Entries supplied:

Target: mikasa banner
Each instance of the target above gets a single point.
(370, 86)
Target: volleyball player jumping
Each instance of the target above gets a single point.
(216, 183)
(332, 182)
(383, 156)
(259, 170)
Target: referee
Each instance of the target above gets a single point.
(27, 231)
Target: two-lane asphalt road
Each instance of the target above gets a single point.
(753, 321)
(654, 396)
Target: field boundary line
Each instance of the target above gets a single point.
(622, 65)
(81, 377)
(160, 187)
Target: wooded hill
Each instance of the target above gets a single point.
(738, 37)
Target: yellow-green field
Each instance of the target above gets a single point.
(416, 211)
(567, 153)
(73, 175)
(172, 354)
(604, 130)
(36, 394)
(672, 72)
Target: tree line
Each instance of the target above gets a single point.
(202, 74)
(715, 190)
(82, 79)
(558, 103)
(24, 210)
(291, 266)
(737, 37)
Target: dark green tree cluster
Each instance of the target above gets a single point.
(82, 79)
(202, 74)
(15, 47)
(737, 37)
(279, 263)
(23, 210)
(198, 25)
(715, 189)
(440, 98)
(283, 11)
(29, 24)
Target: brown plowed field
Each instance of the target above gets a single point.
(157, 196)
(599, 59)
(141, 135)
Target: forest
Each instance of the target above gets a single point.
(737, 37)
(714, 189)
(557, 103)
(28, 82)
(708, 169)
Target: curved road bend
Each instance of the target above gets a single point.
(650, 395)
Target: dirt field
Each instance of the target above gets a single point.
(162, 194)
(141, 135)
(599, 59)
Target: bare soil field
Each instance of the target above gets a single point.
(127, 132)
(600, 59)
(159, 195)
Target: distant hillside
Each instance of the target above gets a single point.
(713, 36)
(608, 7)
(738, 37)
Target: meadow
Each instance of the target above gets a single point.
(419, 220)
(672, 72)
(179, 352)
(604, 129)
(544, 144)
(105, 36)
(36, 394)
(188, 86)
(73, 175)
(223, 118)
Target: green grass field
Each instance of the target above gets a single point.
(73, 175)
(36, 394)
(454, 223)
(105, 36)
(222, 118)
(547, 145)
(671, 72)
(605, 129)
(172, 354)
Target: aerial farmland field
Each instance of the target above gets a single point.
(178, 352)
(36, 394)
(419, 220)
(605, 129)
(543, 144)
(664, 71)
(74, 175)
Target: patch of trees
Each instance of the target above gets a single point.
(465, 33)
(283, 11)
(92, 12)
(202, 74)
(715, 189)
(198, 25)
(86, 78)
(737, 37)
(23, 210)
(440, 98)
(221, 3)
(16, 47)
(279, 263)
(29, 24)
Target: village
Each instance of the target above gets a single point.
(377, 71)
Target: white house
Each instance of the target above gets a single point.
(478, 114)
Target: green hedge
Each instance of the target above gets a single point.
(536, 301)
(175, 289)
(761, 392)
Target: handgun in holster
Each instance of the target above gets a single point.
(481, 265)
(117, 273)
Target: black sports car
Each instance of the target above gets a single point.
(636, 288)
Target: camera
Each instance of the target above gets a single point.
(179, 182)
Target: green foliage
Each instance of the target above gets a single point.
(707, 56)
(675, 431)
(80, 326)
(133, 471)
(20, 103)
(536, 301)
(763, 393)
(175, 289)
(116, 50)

The task: Copy out every entry above word for word, with no changes.

Answer for the task:
Target: mikasa banner
Each instance of the target above gets a single point.
(370, 86)
Target: volleyball player jumping
Each instance of the target above gets a single point.
(216, 183)
(332, 182)
(383, 156)
(259, 170)
Target: referee
Each instance of the target above gets a single point.
(27, 231)
Target: two-lane asphalt road
Each instance of the target above gets a single point.
(753, 321)
(654, 396)
Target: field boundary line
Each instance of the target above gets a single point.
(622, 65)
(81, 377)
(160, 187)
Target: wooded hill
Each instance of the target above gets a single point.
(738, 37)
Target: yellow-green field
Each instance of the target above gets a single point.
(416, 211)
(567, 153)
(73, 175)
(172, 354)
(604, 130)
(36, 394)
(672, 72)
Target: tree line
Each instance of the target above gets a single point.
(202, 74)
(715, 190)
(82, 79)
(558, 103)
(24, 210)
(291, 266)
(737, 37)
Target: dark green tree cluster
Each instance of the target above gets a single point.
(82, 79)
(202, 74)
(15, 47)
(737, 37)
(279, 263)
(23, 210)
(198, 25)
(715, 189)
(440, 98)
(283, 11)
(29, 24)
Target: brown plowed field
Each instance of the target above gets a single point.
(157, 196)
(599, 59)
(141, 135)
Target: forest
Each instance of the target above gets a single point.
(737, 37)
(714, 189)
(557, 103)
(28, 82)
(708, 169)
Target: curved road bend
Each instance of the target above gets a single point.
(650, 395)
Target: dirt field
Each instance of the target above gets a single point.
(162, 194)
(141, 135)
(599, 59)
Target: bare soil field
Each instance of the target above gets a single point.
(127, 132)
(600, 59)
(159, 195)
Target: distant hillside
Each instance of the target above gets a single point.
(713, 36)
(608, 7)
(738, 37)
Target: meadow
Each instance of the target above gets a single point.
(419, 220)
(672, 72)
(179, 352)
(604, 129)
(544, 144)
(105, 36)
(36, 394)
(188, 86)
(73, 175)
(223, 118)
Target: green grass field
Each instance of the target above gets a single point.
(73, 175)
(36, 394)
(454, 223)
(105, 36)
(222, 118)
(547, 145)
(671, 72)
(605, 129)
(172, 354)
Target: aerial farmland field
Each instance of the target above gets a single point.
(178, 352)
(36, 394)
(419, 220)
(605, 129)
(543, 144)
(664, 71)
(74, 175)
Target: patch of trees
Each instance of the target above gets a single point.
(465, 33)
(283, 11)
(92, 12)
(202, 74)
(715, 189)
(198, 25)
(86, 78)
(737, 37)
(23, 210)
(440, 98)
(221, 3)
(16, 47)
(279, 263)
(29, 24)
Target: village
Each instance of the target above gets a single point.
(377, 71)
Target: white house
Each instance of the target above gets a single point.
(478, 114)
Target: green hedge
Each instance of the target above gets a single point.
(536, 301)
(175, 289)
(761, 392)
Target: handgun in holster
Each instance of the target above gets a single point.
(481, 265)
(117, 273)
Target: black sports car
Each instance of the target above gets a single point.
(636, 288)
Target: camera
Each instance of the target above gets a single point.
(179, 182)
Target: green foliage
Each instance of the target above gets a single point.
(707, 56)
(675, 431)
(80, 326)
(133, 471)
(20, 103)
(536, 301)
(763, 393)
(175, 289)
(116, 50)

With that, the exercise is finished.